Text shown >>
┄┄┄┄┄┄┄┄┄┄┄┄┄┄┄┄┄┄┄┄

Last summer marked the 10th anniversary of the death of Roger (Syd) Barrett the original heart and soul of the mega-band “Pink Floyd”. Syd was the lead singer and principle songwriter, credited with naming the band in the mid-60s.
I mention Syd for a reason, yet to come.
First, a brief background history: Syd’s brilliance flashed across the sky for only about 3 years, beginning at the band’s inception around 1965 and pretty much ending around 1968. The band’s seminal album: “Piper at the gates of dawn” was recorded in 1967 and put them on the map in the UK. His instrumental “Interstellar Overdrive” (10 minutes long) marked the Brit interpretation of psychedelia. Of the eleven songs on “Piper”, Syd wrote eight and co-wrote two.
During the latter part of 1967 into ’68, Syd’s behavior became increasingly erratic, blamed on his use of LSD, which at the time was pervasive in the youth culture. His ability to perform on stage progressively deteriorated and in late 1968, his school friend David Gilmour gently replaced him in the band.
After leaving Floyd, Syd tried his luck at several solo projects but none went anywhere. By 1972, Syd’s functionality had degenerated to the point where he ensconced himself in a small flat in Cambridge and rarely emerged except to get the mail. Royalties continued to come his way and he remained essentially in custodial care until his death on July 7, 2006 at the age of 60 years. Cause of death said to be pancreatic cancer.
There has been much speculation about Syd’s state of mind over his few productive years. Much has been made of his fondness for LSD as a precursor and catalyst for psychosis. His sister Rosemary Breen said that his mental abilities and inconsistencies were consistent with Asperger’s Syndrome. In fact, many who have studied him feel that he had classic delayed adolescent schizophrenia and his deterioration was an incurable self-fulfilling prophesy.

┄┄┄┄┄┄┄┄┄┄┄┄┄┄┄┄┄┄┄┄

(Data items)

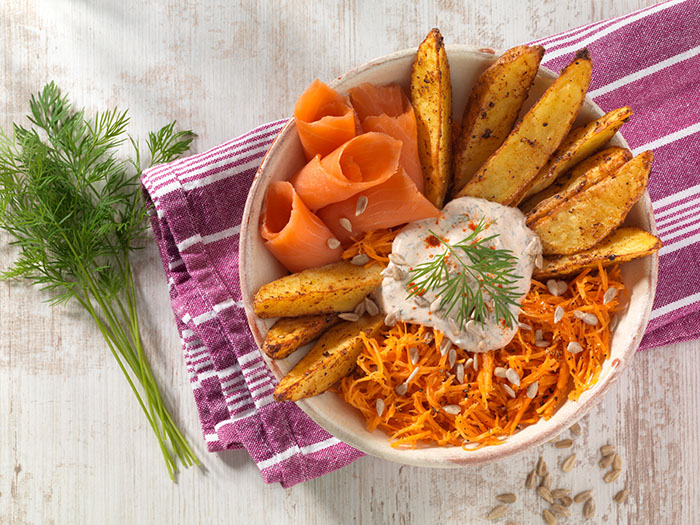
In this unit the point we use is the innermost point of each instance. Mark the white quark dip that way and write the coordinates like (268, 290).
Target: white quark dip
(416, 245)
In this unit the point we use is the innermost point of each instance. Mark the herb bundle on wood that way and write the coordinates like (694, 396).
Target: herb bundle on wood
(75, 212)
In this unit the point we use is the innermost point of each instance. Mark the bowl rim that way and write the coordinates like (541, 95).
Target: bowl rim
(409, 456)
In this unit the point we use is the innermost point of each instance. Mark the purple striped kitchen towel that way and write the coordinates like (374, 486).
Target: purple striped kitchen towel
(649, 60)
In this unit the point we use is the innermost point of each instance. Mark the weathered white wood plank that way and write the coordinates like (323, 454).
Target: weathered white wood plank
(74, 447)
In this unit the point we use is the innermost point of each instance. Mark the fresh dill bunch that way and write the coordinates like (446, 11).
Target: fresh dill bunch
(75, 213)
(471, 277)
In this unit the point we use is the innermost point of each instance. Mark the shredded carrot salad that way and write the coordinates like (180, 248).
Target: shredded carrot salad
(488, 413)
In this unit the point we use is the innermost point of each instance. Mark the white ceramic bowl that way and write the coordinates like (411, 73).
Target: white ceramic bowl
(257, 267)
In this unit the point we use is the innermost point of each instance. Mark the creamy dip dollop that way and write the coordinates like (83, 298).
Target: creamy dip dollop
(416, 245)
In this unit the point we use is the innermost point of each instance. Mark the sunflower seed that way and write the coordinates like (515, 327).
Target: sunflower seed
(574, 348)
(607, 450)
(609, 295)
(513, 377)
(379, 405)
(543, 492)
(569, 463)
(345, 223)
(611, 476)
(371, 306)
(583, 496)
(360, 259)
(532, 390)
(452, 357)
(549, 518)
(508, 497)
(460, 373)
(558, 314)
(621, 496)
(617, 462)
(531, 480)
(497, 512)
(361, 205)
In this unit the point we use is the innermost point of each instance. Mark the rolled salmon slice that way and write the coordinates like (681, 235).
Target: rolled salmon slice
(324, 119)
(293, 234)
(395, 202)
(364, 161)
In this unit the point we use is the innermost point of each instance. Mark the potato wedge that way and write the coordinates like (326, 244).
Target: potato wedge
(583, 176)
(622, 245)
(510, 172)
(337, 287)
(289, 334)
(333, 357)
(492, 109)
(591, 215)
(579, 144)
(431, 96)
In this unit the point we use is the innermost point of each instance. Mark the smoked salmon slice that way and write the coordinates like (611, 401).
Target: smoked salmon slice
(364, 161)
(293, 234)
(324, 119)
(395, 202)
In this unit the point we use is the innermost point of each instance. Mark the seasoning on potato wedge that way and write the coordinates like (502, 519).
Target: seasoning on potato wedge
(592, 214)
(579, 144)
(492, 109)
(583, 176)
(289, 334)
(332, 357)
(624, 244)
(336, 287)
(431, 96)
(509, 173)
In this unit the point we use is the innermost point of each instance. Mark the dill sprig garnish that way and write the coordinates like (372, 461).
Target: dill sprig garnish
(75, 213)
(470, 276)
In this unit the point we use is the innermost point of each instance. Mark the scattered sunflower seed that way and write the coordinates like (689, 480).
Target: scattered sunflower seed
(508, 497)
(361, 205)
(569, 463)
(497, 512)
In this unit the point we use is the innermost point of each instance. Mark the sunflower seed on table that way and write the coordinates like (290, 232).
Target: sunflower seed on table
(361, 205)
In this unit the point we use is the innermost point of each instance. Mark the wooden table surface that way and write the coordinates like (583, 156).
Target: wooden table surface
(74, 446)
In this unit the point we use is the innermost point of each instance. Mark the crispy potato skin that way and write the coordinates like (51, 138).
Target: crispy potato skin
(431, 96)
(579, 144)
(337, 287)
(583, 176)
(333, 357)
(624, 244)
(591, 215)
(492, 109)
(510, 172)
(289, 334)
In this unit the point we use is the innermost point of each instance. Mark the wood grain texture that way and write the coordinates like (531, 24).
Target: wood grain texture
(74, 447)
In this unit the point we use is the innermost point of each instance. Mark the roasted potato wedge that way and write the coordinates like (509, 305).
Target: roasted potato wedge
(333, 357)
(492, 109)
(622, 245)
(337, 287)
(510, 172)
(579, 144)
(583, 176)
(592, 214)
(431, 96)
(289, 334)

┄┄┄┄┄┄┄┄┄┄┄┄┄┄┄┄┄┄┄┄

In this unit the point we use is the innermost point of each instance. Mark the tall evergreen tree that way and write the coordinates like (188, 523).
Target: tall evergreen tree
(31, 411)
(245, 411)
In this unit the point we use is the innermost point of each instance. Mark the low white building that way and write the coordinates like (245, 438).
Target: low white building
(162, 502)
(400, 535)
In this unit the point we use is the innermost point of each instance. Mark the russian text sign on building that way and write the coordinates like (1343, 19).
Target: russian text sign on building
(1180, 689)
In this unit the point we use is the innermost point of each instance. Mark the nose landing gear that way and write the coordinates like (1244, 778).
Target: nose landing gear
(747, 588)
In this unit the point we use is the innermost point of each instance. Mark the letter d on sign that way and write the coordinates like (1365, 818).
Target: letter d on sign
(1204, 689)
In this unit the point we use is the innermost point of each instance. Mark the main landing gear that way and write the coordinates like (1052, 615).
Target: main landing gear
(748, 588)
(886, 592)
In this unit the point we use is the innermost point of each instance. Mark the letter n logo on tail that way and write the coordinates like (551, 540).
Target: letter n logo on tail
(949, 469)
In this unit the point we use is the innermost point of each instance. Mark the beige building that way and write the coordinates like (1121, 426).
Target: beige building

┄┄┄┄┄┄┄┄┄┄┄┄┄┄┄┄┄┄┄┄

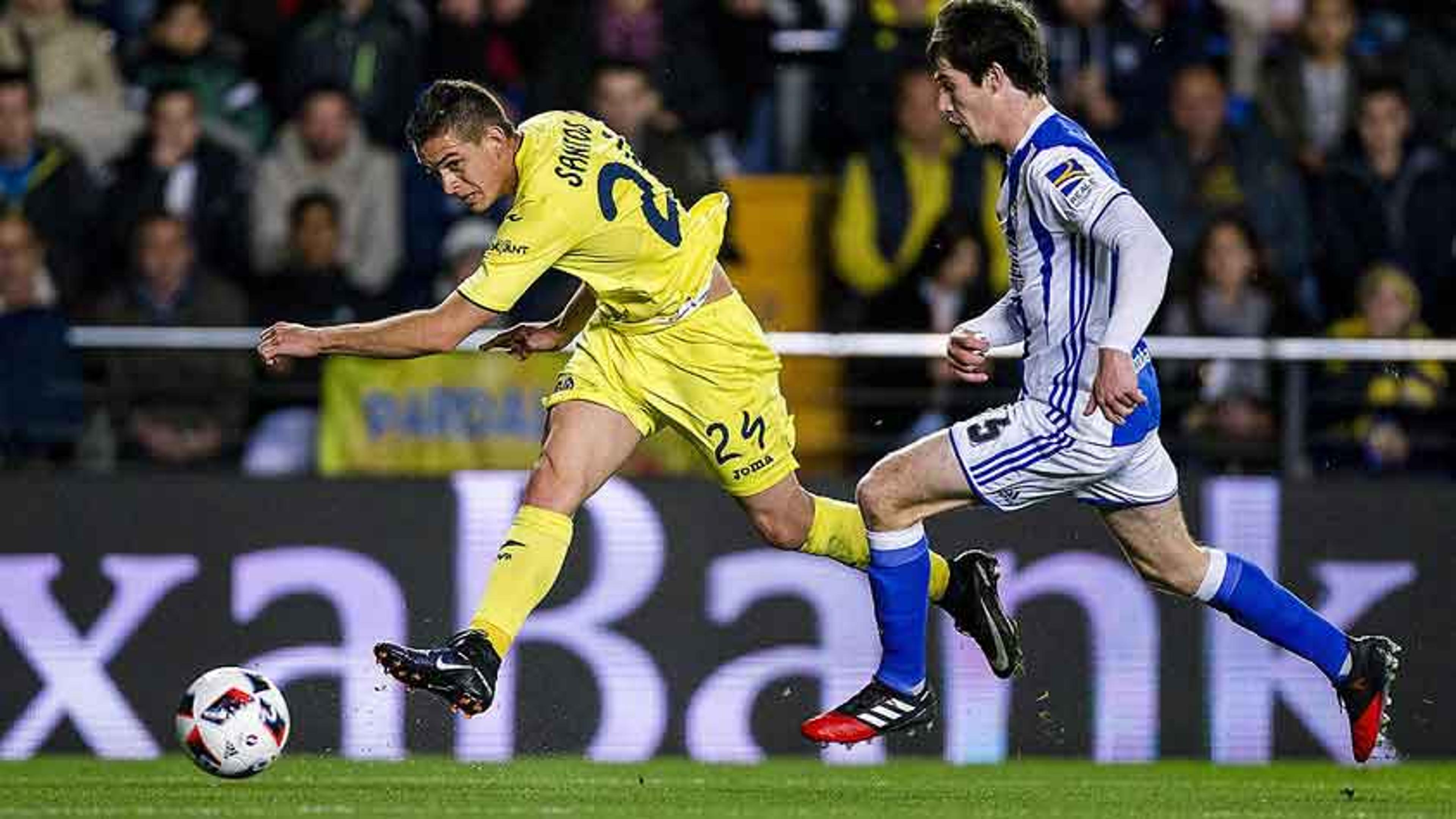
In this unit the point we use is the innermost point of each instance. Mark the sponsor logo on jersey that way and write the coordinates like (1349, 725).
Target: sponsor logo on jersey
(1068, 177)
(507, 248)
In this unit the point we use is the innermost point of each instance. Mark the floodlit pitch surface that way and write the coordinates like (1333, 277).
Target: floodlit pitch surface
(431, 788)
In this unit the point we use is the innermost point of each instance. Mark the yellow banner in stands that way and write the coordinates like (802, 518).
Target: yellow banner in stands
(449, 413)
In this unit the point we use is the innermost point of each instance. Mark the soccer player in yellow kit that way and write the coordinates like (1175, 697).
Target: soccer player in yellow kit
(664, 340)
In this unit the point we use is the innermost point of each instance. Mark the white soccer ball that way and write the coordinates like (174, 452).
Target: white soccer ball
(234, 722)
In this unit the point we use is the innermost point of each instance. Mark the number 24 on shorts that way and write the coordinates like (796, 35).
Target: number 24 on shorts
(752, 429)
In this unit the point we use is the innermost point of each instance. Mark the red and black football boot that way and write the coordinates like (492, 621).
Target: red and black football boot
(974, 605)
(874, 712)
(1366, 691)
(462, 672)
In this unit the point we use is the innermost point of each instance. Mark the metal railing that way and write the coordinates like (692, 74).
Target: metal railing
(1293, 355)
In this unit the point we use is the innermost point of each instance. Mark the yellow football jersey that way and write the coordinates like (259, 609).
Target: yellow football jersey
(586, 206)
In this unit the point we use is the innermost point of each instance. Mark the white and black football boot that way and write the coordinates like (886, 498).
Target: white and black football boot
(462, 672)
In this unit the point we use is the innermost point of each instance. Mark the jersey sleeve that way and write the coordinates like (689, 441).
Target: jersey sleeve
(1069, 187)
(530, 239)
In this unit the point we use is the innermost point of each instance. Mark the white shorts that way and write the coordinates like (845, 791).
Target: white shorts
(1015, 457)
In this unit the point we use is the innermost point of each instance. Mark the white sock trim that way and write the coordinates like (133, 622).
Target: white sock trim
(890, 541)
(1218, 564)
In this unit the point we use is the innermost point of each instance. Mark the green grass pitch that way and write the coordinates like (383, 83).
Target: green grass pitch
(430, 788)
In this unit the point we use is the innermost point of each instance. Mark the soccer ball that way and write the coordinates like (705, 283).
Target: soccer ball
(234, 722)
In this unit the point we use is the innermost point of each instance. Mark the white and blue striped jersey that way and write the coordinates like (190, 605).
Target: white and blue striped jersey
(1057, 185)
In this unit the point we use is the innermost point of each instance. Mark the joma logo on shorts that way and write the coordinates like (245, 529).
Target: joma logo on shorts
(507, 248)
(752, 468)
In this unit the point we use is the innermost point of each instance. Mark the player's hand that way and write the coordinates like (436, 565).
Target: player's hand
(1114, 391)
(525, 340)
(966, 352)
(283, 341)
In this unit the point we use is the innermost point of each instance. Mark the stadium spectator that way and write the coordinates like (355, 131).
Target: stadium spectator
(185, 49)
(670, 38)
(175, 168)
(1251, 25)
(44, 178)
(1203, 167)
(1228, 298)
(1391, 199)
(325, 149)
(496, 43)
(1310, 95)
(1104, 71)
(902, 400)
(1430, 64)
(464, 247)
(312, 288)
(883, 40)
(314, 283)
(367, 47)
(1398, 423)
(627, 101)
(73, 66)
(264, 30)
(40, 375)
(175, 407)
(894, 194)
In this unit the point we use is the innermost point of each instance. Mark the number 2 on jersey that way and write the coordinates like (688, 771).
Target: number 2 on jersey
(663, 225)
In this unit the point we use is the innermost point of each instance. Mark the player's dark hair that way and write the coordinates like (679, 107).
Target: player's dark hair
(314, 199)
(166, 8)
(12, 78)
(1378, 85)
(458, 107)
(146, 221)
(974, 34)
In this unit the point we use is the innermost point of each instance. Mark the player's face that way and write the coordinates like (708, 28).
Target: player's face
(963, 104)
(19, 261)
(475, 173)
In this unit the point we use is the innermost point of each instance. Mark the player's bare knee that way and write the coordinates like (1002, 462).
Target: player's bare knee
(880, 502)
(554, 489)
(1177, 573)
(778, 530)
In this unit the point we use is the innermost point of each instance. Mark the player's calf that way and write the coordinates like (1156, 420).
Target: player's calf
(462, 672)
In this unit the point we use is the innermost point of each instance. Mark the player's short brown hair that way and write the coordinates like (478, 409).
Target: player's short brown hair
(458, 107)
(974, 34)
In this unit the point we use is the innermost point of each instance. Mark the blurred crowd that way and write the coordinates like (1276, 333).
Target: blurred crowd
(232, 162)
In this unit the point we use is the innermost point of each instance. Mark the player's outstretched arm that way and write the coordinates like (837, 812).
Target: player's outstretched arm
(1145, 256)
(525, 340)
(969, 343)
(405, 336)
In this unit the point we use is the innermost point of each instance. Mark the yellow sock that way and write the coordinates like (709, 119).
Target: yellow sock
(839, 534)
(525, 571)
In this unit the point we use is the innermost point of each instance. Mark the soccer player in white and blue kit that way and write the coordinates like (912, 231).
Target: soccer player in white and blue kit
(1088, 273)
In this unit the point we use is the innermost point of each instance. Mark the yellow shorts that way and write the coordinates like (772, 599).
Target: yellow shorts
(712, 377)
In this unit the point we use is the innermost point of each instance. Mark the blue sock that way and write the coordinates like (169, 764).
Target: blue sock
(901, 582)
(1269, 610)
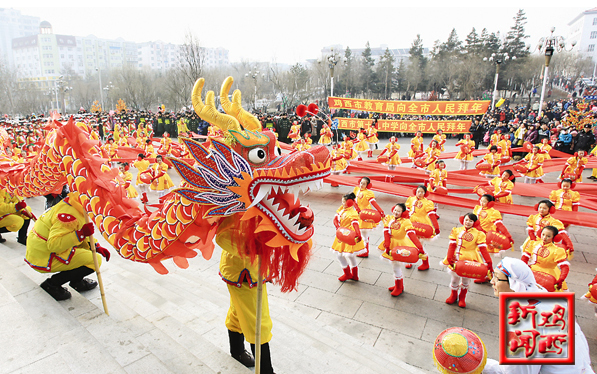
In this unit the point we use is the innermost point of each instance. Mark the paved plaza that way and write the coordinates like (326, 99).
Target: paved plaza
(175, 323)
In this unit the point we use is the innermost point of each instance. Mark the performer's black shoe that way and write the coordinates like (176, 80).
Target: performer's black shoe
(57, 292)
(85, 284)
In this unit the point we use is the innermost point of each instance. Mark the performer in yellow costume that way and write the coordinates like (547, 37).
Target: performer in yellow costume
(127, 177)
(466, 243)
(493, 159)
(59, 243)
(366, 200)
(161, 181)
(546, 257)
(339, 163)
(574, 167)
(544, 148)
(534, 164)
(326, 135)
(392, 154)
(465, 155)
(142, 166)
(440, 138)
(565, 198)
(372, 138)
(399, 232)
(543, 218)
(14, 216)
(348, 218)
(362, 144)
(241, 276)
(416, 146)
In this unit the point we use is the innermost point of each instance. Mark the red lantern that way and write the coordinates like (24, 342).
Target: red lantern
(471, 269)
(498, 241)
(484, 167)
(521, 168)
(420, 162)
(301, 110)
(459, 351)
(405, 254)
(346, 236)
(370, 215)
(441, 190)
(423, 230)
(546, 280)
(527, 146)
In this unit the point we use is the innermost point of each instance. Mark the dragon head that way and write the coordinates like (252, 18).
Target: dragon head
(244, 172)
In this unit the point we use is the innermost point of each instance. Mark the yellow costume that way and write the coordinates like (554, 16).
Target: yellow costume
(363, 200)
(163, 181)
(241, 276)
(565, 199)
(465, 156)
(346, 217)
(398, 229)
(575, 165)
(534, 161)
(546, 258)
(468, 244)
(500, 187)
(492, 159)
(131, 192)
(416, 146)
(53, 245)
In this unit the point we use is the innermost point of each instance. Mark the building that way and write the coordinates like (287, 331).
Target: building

┄┄┄┄┄┄┄┄┄┄┄┄┄┄┄┄┄┄┄┄

Work required >> Continue the text about Syd Barrett and Pink Floyd from its last sentence.

Output >>
I have seen several schizophrenics through the years. They are usually highly intelligent and creative in their young years and they flash brightly but quickly across the sky. Their deterioration is progressive, sometimes lasting into their late 20s. One I knew deteriorated in her last year of medical school. It’s right out of that film a while back “A Beautiful Mind” (2001). The signs and symptoms actually started much earlier but were as ascribed to the eccentricity of genius.
At any rate, my point, and I do have one is for you to now peruse this photo. Syd in his glory days, early 20s.
Now, much is made of Architectural feminine beauty, in the range of Victoria’s Secret models. A face that launched a thousand ships (a mini-Helen, of course, would launch one ship). The media is plastered with it selling everything from bug spray to diapers. But, alternatively, Syd was a drop-dead beautiful young man. Look at that face. A face that would generate madness in an alternate universe.
Then, sadly, peruse this photo to see Syd in his late 50s shortly before his death. Rode hard and put away wet for too long. What a strange and terrible transformation that quietly awaits most of us. Unfair that we must eventually suffer the ravages of time and age. Almost an incentive to get in as much as possible for as long as possible before we go gently into that good night.